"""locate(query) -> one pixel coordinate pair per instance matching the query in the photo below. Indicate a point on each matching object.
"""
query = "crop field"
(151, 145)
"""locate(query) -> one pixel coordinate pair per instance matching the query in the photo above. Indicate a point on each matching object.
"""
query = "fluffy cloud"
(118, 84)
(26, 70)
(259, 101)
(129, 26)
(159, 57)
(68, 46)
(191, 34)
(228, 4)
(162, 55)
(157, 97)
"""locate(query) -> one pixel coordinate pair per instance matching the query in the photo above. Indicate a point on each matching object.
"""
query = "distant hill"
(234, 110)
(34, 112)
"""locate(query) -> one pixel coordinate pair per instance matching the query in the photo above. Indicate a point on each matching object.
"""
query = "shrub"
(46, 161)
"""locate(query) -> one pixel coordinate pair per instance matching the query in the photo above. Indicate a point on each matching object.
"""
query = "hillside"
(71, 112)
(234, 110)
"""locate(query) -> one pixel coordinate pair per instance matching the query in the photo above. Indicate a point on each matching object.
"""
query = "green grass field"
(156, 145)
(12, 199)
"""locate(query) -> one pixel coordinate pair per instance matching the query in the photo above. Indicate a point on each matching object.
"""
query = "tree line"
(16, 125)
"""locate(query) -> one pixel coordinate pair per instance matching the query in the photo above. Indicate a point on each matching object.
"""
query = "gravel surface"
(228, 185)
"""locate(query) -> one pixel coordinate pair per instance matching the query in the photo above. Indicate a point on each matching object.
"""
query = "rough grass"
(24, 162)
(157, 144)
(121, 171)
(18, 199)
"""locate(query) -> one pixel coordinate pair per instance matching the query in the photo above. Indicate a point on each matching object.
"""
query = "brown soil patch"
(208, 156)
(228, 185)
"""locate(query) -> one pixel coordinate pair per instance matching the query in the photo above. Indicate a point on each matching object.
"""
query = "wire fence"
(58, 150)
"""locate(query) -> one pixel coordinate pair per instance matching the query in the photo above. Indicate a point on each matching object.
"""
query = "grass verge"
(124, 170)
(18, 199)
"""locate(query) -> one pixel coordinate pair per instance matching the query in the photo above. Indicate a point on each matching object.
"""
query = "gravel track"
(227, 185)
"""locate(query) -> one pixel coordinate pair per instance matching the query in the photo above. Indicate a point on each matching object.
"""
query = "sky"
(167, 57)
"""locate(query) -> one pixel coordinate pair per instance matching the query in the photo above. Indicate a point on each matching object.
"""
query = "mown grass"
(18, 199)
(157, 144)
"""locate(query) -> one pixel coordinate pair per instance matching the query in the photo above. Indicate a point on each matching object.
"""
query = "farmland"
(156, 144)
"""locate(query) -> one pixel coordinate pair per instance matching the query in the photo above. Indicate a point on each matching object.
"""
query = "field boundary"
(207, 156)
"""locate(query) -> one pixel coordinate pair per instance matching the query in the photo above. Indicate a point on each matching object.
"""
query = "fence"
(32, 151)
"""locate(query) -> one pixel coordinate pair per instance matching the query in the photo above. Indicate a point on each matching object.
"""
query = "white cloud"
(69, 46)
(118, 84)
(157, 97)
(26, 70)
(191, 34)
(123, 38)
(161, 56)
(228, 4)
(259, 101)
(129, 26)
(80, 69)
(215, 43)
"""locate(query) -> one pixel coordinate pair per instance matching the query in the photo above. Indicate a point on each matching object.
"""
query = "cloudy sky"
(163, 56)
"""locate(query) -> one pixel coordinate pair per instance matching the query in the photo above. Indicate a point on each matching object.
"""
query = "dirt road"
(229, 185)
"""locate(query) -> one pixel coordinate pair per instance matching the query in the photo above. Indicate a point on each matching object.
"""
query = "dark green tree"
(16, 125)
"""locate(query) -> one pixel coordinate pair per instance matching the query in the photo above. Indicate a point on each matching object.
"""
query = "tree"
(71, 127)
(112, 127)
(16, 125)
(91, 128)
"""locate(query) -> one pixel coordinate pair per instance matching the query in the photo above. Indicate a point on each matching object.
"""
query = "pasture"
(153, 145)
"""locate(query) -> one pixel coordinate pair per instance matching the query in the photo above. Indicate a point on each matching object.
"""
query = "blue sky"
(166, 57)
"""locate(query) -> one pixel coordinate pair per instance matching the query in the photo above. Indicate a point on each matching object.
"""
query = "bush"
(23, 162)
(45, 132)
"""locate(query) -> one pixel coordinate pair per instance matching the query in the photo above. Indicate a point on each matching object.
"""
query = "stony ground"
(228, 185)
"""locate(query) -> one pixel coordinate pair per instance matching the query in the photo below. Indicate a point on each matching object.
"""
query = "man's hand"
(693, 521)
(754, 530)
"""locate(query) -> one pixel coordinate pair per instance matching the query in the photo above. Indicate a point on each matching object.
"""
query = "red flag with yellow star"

## Exercise aim
In your answer, print every entry exactly as it appears.

## Your response
"""locate(query) -> one pixel coordinate pair per instance matching the query in the photo below. Indicate a point on each matching object.
"""
query = "crop field"
(151, 145)
"""locate(query) -> one pixel coordinate pair per instance matching the query in the photo above. Indicate a point on each matching object.
"""
query = "fluffy cloud"
(118, 84)
(26, 70)
(259, 101)
(129, 26)
(159, 57)
(68, 46)
(191, 34)
(228, 4)
(162, 55)
(157, 97)
"""locate(query) -> one pixel coordinate pair per instance matching the query in the photo above. Indicate a point on each matching object.
"""
query = "distant hill"
(234, 110)
(34, 112)
"""locate(query) -> one pixel coordinate pair per instance matching the query in the photo above. Indicate a point on each matching object.
"""
query = "shrub"
(46, 161)
"""locate(query) -> one pixel coordinate pair per instance matching the query in the photo above. Indicate a point on each matching object.
"""
query = "hillside"
(71, 112)
(234, 110)
"""locate(query) -> one pixel coordinate pair per instance matching the query in the photo above. Indicate a point on each matching object.
"""
query = "green grass field"
(156, 145)
(12, 199)
"""locate(query) -> one pixel coordinate pair per instance matching the query in the photo above. Indicate a point on each matching object.
"""
query = "tree line"
(16, 125)
"""locate(query) -> one pixel coordinate pair per instance matching the query in the photo above. Indicate a point on each matching object.
"""
query = "gravel surface"
(228, 185)
"""locate(query) -> one pixel coordinate pair per instance matching the query in the photo above. Indicate a point on each matching object.
"""
query = "rough grass"
(24, 162)
(157, 144)
(121, 171)
(18, 199)
"""locate(query) -> one pixel coordinate pair per instance matching the query in the photo above. Indicate a point on each matching object.
"""
query = "brown soil patch"
(208, 156)
(228, 185)
"""locate(query) -> one pixel coordinate pair per instance matching the query in the photo above. Indicate a point on each matching object.
"""
query = "wire fence"
(58, 150)
"""locate(query) -> one pixel coordinate pair per instance matching the query in the photo above. Indicate a point on each matching object.
"""
query = "grass verge"
(124, 170)
(18, 199)
"""locate(query) -> one pixel coordinate pair per instance matching the query in the photo above. Indicate a point on each matching object.
"""
query = "gravel track"
(227, 185)
"""locate(query) -> one pixel coordinate pair per instance matching the query in the photo above. Indicate a point on each matching object.
"""
query = "sky"
(167, 57)
"""locate(query) -> one pixel coordinate pair per instance matching the query in the photo above. Indicate a point on each matching object.
"""
query = "mown grass"
(18, 199)
(157, 144)
"""locate(query) -> one pixel coordinate pair per instance matching the query in the photo above. Indicate a point on each matching object.
"""
query = "farmland"
(156, 144)
"""locate(query) -> one pixel coordinate pair per instance matching the query in the photo above. Indicate a point on each matching object.
"""
query = "field boundary"
(207, 156)
"""locate(query) -> one pixel coordinate pair per instance matching the query in the photo above. Indicate a point on each matching object.
"""
query = "fence"
(32, 151)
"""locate(query) -> one pixel coordinate pair per instance matching the query in the photo above. Indicate a point on each matching object.
"""
query = "white cloud"
(69, 46)
(118, 84)
(157, 97)
(26, 70)
(191, 34)
(123, 38)
(161, 56)
(228, 4)
(259, 101)
(129, 26)
(80, 69)
(215, 43)
"""locate(query) -> one pixel coordinate pair per instance matching the query in the photo above. Indicate a point on each matching object.
"""
query = "cloudy sky"
(163, 56)
"""locate(query) -> one pixel coordinate pair per instance matching the query in the photo above. Indicate a point on each matching object.
"""
query = "dirt road"
(229, 185)
"""locate(query) -> one pixel coordinate pair per instance matching the query in the photo above. Indicate a point on each matching object.
"""
query = "dark green tree"
(16, 125)
"""locate(query) -> one pixel coordinate pair per instance matching the query in the photo above. Indicate a point on each matching object.
"""
query = "tree"
(71, 127)
(112, 127)
(16, 125)
(91, 128)
"""locate(query) -> one pixel coordinate pair per instance matching the query in the photo above. Indicate a point on each matching object.
"""
query = "pasture"
(153, 145)
"""locate(query) -> one pixel coordinate pair per instance matching the query in the photo above. Indicate a point on each matching object.
"""
query = "blue sky"
(166, 57)
"""locate(query) -> one pixel coordinate pair per instance matching the query in the photo above. Indicate a point on each matching object.
"""
query = "bush"
(23, 162)
(45, 132)
"""locate(query) -> one pixel coordinate pair per instance matching the query in the photo above. Indicate a point on each matching object.
"""
query = "stony ground"
(228, 185)
"""locate(query) -> one pixel coordinate pair per instance matching the query in the photo below. Indicate a point on each matching object.
"""
query = "man's hand"
(693, 521)
(754, 530)
"""locate(query) -> one pixel coordinate pair per instance matching the query in the photo above. Indicate a point on each matching object.
"""
query = "red flag with yellow star"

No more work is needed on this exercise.